» What to produce:
Repeat the records below verbatim, starting at the line with "Would you be able to locate the plain" and continuing up to and including the line with "top-left (0, 0), bottom-right (500, 333)".

» Provided material:

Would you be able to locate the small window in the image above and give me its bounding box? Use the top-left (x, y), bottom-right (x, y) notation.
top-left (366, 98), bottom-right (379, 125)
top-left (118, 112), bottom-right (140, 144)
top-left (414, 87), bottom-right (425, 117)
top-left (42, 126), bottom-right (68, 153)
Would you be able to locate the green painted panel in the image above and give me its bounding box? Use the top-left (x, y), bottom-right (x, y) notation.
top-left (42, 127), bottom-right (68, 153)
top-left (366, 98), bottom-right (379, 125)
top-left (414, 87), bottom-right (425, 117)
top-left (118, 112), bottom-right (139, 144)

--

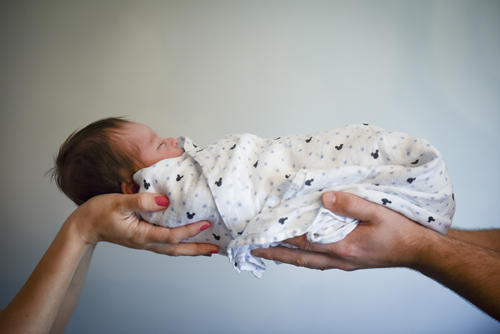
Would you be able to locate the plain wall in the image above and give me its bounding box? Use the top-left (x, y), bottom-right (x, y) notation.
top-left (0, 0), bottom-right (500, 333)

» Answer below:
Would you be able to locate the plain wall in the image above and give me its bounding box? Use the top-left (x, y), bottom-right (x, y) notation.
top-left (0, 0), bottom-right (500, 333)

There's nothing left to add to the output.